# SOURCE EXCERPT start
The Company is not obligated to sell and the Agents are not obligated to buy or sell any
shares under the Sales Agreement. No assurance can be given that the Company will sell any shares
under the Sales Agreement, or, if it does, as to the price or amount of shares that it sells, or
the dates when such sales will take place.
The shares will be offered pursuant to the Companys shelf registration statement on Form S-3
(Registration No. 333-156002), which became effective upon filing with the Securities and Exchange
Commission on December 8, 2008.
A copy of the Sales Agreement is attached hereto as Exhibit 1.1 and is incorporated by
reference herein. The foregoing description of the material terms of the Sales Agreement and the
transactions contemplated thereby does not purport to be complete and is qualified in its entirety
by reference to Exhibit 1.1.
# SOURCE EXCERPT end
# INFORMATION GIVEN start
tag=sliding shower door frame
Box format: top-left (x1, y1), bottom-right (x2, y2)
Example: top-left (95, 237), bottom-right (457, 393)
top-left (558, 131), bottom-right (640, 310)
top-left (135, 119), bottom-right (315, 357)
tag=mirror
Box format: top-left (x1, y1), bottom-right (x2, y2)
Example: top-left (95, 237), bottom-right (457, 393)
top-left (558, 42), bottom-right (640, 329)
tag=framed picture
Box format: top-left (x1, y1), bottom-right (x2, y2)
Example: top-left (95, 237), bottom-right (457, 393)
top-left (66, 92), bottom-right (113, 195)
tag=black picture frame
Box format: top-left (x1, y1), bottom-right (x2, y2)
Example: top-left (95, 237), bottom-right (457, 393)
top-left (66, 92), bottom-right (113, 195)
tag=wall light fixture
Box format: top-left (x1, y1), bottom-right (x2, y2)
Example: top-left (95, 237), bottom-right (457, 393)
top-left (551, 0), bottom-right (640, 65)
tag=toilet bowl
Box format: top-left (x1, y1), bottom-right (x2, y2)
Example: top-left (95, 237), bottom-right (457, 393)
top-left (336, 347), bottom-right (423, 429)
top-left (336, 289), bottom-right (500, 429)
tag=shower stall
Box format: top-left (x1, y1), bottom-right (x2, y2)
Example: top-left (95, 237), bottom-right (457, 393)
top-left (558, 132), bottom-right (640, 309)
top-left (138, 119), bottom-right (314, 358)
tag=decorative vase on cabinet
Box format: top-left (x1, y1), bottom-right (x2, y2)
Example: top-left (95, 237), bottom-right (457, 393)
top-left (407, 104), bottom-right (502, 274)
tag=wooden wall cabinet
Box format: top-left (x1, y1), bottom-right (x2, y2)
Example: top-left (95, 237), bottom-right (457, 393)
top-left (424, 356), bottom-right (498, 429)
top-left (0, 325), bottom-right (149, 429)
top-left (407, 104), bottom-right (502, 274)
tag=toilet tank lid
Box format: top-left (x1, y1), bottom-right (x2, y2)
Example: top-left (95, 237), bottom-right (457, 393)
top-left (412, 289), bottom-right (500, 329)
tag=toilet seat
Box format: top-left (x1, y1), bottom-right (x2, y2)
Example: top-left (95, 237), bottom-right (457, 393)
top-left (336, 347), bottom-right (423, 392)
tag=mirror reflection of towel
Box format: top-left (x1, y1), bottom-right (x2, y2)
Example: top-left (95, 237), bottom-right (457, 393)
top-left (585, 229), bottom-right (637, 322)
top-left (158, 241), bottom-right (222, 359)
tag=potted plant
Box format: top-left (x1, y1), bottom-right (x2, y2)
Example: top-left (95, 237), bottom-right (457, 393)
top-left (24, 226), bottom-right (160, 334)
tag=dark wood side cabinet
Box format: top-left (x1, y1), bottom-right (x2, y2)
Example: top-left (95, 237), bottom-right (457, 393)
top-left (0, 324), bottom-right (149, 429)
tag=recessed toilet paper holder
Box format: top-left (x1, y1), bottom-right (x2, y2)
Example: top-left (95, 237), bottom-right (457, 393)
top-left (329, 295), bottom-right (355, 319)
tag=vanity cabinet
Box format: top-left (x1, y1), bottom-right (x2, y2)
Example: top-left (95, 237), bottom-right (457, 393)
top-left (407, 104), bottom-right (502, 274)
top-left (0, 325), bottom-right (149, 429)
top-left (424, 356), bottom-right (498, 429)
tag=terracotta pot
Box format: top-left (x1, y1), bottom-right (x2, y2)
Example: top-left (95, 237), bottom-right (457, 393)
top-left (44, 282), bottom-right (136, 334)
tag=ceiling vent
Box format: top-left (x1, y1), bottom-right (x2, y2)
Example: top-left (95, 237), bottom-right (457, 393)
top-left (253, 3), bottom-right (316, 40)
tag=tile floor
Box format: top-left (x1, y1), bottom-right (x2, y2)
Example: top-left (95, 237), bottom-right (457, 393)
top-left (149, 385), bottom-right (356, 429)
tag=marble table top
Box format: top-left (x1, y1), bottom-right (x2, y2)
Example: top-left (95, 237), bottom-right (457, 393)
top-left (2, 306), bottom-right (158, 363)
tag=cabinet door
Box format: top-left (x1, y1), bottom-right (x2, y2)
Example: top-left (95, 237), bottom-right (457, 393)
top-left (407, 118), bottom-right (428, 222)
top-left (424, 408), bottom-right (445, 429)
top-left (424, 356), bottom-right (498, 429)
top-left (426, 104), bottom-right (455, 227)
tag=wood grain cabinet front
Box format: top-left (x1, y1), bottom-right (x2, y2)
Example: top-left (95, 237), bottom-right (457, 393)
# INFORMATION GIVEN end
LIST OF TASKS:
**1.** Turn the entries, everything from the first one down to the line containing "top-left (336, 289), bottom-right (500, 429)", into a Markdown table with the columns Row and Line. Skip any blank lines.
**2.** Go on with the passage about the Sales Agreement, starting from its last sentence.
The text and the entries were taken from separate sources.

OUTPUTS BY TASK:
**1.**
| Row | Line |
|---|---|
| 1 | tag=sliding shower door frame |
| 2 | Box format: top-left (x1, y1), bottom-right (x2, y2) |
| 3 | Example: top-left (95, 237), bottom-right (457, 393) |
| 4 | top-left (558, 131), bottom-right (640, 310) |
| 5 | top-left (135, 119), bottom-right (315, 357) |
| 6 | tag=mirror |
| 7 | Box format: top-left (x1, y1), bottom-right (x2, y2) |
| 8 | Example: top-left (95, 237), bottom-right (457, 393) |
| 9 | top-left (558, 42), bottom-right (640, 329) |
| 10 | tag=framed picture |
| 11 | Box format: top-left (x1, y1), bottom-right (x2, y2) |
| 12 | Example: top-left (95, 237), bottom-right (457, 393) |
| 13 | top-left (66, 92), bottom-right (113, 195) |
| 14 | tag=black picture frame |
| 15 | Box format: top-left (x1, y1), bottom-right (x2, y2) |
| 16 | Example: top-left (95, 237), bottom-right (457, 393) |
| 17 | top-left (66, 92), bottom-right (113, 195) |
| 18 | tag=wall light fixture |
| 19 | Box format: top-left (x1, y1), bottom-right (x2, y2) |
| 20 | Example: top-left (95, 237), bottom-right (457, 393) |
| 21 | top-left (551, 0), bottom-right (640, 65) |
| 22 | tag=toilet bowl |
| 23 | Box format: top-left (x1, y1), bottom-right (x2, y2) |
| 24 | Example: top-left (95, 237), bottom-right (457, 393) |
| 25 | top-left (336, 347), bottom-right (423, 429) |
| 26 | top-left (336, 289), bottom-right (500, 429) |

**2.**
Morrison & Foerster LLP issued its opinions with respect to the legality of the shares of
common stock that may be issued pursuant to the Sales Agreement and with respect to disclosure
regarding certain U.S. federal income tax matters, which opinions are attached hereto and
incorporated herein by reference as Exhibits 5.1 and 8.1, respectively. Kutak Rock LLP also issued
its opinion with respect to certain U.S. federal tax matters regarding our REIT status, which
opinion is attached hereto and incorporated by reference as Exhibit 8.2.
ATM Equity Offering is a service mark of Merrill Lynch & Co., Inc.
ITEM
8.01. Other Events.
On
March 31, 2011, the Company issued a press release announcing
the signing of the Sales Agreement. A copy of the press release is
attached hereto as Exhibit 99.1, and is incorporated herein by
reference.
ITEM 9.01. Financial Statements and Exhibits.
(d) Exhibits.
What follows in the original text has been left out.